• [REQUIRED WORK]
(1) From the personal essay on acting and memorizing lines, list every historical woman the writer names as a role played in the one-woman shows.
(2) Continue the personal essay on acting and memorizing lines, starting after its final sentence.

When I was a little girl, one of my favorite games to play was dress-up. I would invite a friend over, and my mother would take us to the attic, where she kept the evening gowns and fancy dresses she wore only occasionally. She would unzip the plastic box-like garment bags and pull out three or four that were old enough or out of fashion enough to stand up to the rigors of little girls’ play. And then my friend and I would start the great transformations that turned us into movie stars or princesses or some variation of Cinderella.
For my friends, dress-ups were all about the glamour—the satiny dresses that whooshed when you moved, the sparkling costume jewelry, the high-heeled shoes that were several sizes too big. But that was never enough for me. I always wanted a story. I wanted to be someone traveling the world, recovering from a broken heart, or disguising herself to get into the ball so as to speak to a visiting prince. It was the same when I played with my dolls. The story was always the most important thing.
I think of this when people ask me about acting. I suppose the seeds of my performing were sown way back then. Lucky for me, I’ve had the opportunity to be all sorts of different people and to act out their lives. And, happily, I’ve usually done a convincing enough job that audience members want to know how I do it. How do I become someone else? What are my secrets? How do I prepare? And, most often, how do I remember all those lines?
The last question pops up most frequently at my one-woman shows. Since 2001, I’ve been writing and performing plays based on the lives of historical women. I’ve been Galileo’s daughter, Amelia Earhart, Abigail Adams, Sarah Bernhardt and many others. For about an hour, I’m alone on the stage, subsumed in these characters and talking non-stop. And people are amazed.
The first thing that they usually ask is how I remember the whole piece. That’s probably the toughest question for me to answer. I can tell you that it helps that I write these pieces, that I know my writing style and how I tend to string words together. I can explain that each character assumes her own voice, and, once she does, I actually hear it in my head. But the simple truth is that I don’t know how I remember lines. Doing so has just always come easily to me—and that’s as true with a play written by someone else.

• [ENTRIES PROVIDED]
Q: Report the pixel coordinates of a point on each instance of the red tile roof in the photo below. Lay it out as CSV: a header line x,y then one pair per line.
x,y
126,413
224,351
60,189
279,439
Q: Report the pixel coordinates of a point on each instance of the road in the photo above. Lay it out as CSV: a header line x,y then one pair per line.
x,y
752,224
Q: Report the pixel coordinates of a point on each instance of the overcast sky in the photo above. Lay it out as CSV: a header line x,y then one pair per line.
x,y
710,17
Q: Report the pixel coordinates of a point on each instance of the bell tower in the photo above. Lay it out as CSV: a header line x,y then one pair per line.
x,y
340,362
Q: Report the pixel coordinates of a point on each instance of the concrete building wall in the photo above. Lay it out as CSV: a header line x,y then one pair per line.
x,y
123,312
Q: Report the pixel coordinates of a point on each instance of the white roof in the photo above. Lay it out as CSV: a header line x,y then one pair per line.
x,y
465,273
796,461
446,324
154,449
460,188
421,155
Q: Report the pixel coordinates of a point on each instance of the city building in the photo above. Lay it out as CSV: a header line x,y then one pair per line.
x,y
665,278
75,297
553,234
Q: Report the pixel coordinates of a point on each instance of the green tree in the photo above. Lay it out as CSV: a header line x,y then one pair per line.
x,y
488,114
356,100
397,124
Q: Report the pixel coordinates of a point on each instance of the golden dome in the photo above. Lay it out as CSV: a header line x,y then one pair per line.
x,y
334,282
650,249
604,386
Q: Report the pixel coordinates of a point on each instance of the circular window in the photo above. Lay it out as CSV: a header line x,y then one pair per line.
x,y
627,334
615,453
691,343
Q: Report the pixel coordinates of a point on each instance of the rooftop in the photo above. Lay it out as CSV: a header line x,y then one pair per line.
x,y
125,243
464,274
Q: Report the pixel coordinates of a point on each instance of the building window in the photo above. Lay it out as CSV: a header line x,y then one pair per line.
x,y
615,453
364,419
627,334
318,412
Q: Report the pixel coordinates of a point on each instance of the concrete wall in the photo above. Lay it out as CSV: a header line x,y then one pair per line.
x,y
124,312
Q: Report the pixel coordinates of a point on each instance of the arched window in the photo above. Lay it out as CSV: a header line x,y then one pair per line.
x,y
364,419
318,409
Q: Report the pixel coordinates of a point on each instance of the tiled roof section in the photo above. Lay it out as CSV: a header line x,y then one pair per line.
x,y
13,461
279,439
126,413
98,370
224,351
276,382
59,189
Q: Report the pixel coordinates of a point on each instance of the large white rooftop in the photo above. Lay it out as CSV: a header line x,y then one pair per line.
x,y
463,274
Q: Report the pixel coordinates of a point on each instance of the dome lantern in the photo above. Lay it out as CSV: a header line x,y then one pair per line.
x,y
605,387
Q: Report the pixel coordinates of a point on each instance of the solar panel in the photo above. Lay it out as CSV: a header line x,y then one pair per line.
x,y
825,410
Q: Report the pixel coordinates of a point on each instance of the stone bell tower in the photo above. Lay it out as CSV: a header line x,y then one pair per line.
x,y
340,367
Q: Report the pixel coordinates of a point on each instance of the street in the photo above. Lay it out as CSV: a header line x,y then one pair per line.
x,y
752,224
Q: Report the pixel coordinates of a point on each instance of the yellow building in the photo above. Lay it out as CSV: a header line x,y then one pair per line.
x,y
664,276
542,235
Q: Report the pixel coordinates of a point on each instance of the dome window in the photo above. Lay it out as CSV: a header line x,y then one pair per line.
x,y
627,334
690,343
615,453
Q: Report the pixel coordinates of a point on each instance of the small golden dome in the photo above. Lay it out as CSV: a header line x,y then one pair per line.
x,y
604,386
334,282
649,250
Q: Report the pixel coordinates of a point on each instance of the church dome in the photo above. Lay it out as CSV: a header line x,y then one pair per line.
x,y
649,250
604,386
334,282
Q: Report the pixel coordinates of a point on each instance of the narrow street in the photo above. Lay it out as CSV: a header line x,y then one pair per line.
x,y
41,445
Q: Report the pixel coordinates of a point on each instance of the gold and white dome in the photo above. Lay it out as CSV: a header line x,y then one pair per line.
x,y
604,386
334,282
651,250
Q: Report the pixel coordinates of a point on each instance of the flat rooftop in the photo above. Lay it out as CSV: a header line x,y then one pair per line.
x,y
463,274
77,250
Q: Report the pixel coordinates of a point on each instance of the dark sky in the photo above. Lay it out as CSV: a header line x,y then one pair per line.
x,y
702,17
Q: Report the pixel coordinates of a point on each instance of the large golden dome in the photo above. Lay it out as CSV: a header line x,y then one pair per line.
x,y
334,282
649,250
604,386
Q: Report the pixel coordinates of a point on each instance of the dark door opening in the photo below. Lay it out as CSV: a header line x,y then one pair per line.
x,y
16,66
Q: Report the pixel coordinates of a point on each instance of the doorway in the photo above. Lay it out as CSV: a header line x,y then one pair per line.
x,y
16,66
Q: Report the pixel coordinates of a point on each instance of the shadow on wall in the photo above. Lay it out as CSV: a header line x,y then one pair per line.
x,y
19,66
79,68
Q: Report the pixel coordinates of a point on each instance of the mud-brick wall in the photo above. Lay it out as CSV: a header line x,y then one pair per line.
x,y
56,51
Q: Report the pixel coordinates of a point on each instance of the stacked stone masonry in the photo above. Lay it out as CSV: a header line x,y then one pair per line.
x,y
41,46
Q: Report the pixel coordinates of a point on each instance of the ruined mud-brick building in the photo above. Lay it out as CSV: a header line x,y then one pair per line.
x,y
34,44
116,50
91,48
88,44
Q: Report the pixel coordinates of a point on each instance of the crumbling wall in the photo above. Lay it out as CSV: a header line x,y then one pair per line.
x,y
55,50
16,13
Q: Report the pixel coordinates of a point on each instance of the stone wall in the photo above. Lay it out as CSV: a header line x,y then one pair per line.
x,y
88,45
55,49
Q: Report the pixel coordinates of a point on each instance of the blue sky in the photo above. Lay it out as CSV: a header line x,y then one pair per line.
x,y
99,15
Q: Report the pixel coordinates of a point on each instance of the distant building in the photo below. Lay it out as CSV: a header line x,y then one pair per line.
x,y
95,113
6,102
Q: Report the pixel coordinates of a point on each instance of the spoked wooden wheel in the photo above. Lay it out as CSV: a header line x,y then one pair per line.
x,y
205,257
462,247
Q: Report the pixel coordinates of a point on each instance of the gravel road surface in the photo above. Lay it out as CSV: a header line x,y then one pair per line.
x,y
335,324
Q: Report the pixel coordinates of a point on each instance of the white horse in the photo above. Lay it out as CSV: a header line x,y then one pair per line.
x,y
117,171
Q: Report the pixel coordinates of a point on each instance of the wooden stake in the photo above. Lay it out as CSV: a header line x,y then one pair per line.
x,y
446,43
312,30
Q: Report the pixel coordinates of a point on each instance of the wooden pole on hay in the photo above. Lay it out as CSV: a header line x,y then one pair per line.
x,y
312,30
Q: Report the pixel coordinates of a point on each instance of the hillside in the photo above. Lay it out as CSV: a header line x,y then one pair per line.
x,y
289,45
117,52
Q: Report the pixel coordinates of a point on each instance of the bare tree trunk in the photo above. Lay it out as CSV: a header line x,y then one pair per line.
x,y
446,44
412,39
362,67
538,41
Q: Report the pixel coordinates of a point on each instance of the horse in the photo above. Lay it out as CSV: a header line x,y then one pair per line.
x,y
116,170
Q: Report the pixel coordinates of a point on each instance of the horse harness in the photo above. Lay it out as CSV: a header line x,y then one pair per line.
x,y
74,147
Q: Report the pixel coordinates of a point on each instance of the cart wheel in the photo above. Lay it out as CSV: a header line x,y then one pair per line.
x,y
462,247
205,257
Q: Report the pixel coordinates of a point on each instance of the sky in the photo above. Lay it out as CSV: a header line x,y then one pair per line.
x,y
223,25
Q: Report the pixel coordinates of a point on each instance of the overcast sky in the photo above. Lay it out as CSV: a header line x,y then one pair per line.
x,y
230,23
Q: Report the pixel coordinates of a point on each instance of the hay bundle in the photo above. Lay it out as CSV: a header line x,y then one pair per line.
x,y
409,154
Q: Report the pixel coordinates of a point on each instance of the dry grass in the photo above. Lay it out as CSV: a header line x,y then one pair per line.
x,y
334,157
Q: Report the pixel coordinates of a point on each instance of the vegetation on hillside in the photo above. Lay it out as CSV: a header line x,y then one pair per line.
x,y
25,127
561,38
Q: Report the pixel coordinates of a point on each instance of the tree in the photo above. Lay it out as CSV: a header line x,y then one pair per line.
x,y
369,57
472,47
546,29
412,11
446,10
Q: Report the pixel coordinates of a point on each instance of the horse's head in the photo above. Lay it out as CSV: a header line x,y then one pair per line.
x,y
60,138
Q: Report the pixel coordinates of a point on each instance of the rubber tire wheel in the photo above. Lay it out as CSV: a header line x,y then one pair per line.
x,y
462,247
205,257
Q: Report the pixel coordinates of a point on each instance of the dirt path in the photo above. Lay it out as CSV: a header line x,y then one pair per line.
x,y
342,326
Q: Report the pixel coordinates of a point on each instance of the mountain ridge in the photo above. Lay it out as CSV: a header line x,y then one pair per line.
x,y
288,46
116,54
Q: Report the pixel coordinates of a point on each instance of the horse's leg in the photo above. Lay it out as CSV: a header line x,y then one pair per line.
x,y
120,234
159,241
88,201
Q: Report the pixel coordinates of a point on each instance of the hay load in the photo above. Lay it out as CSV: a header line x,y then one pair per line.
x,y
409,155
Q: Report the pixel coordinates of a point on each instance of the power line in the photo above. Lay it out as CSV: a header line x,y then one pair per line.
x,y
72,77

• [ANSWER SECTION]
(1)
- Galileo's daughter
- Amelia Earhart
- Abigail Adams
- Sarah Bernhardt

(2)
I learn lines by reading a sentence silently and then closing my eyes and trying to repeat it. When I have one line down, I move onto the next, stringing them together. For some reason, they eventually travel to their own "filing cabinet" in my brain and are easily recalled when I need them.
What helps in the process, more than anything, is the character’s story—who she is, what she’s like and what she’s been through. All of that supports the lines and makes them make sense. And when the lines are sensible, they’re much easier to remember.
I am currently performing in the Naples Players’ production of The Women of Lockerbie, a heartbreakingly beautiful play by Deborah Brevoort, based on the true aftermath of the destruction of Pan Am flight 103 over Lockerbie, Scotland. I play the part of Hattie, a local cleaning woman who is deeply involved in the plan the women have developed.
The first thing director Anna Segreto asked each of us in the cast to do—before we even began rehearsals—was to read the play several times and then write our character’s autobiography up to our first entrance. We were to give attention not only to chronology and details of setting but also to emotions—what we were feeling and what the people with whom we interacted were feeling.
That was an extremely helpful exercise. Writing out "your life" forces you to get inside your character’s mind, inside her skin. You begin to think the way she does, and from there it’s a relatively easy step to standing, moving and talking the way she would. Hattie is not a refined or highly educated person. She’s a cleaning woman. Her posture would reflect that. No standing erect and confident for her—at least not until she starts to voice her convictions. Naturally, she speaks with a Scottish accent, not an easy one to master. But more important, I think, than getting the Scottish burr just right is finding her speech rhythms and the emotions that propel her words. And the easiest way for me to do that is to get to know Hattie intimately, so I can believe I’m feeling what she would feel.
In the spring of 2008, I was fortunate to be cast by the Naples Players in the lead role of Wit, a Pulitzer Prize-winning play by Margaret Edson. For an hour and a half, I was onstage—without a break—telling the story of Dr. Vivian Bearing, a college professor renowned for her expertise in the poetry of John Donne. She was also undergoing experimental chemotherapy for stage four metastatic ovarian cancer. There is no stage five. That was one of my lines. It’s also a glimpse of what I had to portray.
As the play progressed, Vivian—I—grew sicker and sicker. The defenses, the personality, that had carried her through her life crumpled, and she—I—became a new person. Yes, all of that was reflected in the lines. But I had to remember to portray that physically as well. I had to look sicker and more vulnerable as the play proceeded. It was probably the most challenging role I ever had. It was also the most gratifying. Out of some 20 performances, I received standing ovations at all but two. People wept—and stayed in their seats or in the hallway afterward, just to thank me. Others told me I actually seemed to get more pale and frail as my "death" approached.